Reproduce, unchanged, everything from the line that contains "Reviewer note: confirm that each instance of the white" down through the final line of the items below.

----- Material to process -----

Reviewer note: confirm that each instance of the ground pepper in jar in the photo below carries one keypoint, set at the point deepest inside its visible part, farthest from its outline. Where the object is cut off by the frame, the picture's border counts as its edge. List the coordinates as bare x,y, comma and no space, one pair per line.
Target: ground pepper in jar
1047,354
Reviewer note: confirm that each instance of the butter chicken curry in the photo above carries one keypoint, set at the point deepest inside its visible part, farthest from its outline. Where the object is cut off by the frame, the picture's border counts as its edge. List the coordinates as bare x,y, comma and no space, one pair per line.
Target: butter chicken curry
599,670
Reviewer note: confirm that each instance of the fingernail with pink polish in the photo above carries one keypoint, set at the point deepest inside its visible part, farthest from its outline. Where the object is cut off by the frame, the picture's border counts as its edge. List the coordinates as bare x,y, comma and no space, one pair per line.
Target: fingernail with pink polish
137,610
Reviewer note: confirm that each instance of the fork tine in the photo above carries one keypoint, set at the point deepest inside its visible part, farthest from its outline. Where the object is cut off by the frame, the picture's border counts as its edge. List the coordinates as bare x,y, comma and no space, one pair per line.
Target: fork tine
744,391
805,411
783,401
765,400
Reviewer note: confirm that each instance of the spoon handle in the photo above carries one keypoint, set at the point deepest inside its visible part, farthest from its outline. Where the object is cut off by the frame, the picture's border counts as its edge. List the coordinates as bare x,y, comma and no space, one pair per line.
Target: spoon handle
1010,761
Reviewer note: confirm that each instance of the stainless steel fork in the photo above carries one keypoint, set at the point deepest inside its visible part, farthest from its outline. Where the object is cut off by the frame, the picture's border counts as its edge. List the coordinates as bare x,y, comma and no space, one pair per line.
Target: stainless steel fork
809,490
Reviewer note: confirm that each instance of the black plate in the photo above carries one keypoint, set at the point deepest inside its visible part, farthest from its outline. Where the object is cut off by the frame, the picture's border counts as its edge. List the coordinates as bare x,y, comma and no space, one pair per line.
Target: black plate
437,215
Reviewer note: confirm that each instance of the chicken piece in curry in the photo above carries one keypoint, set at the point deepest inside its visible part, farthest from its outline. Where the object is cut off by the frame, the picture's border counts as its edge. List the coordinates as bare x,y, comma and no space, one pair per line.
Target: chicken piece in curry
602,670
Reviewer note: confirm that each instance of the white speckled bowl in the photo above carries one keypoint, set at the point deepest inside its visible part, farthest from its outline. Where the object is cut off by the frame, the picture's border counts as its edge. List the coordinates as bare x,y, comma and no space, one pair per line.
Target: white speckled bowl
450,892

-----

#### The result
Reviewer note: confirm that each instance of the white speckled bowl in the photo above carries one keypoint, set at the point deepest inside its visible part, farthest from its outline. Where the object is cut off by the frame, the picture's border counts as its edge. List the coordinates as bare x,y, comma and no space, one pair per line.
Target: white speckled bowl
450,892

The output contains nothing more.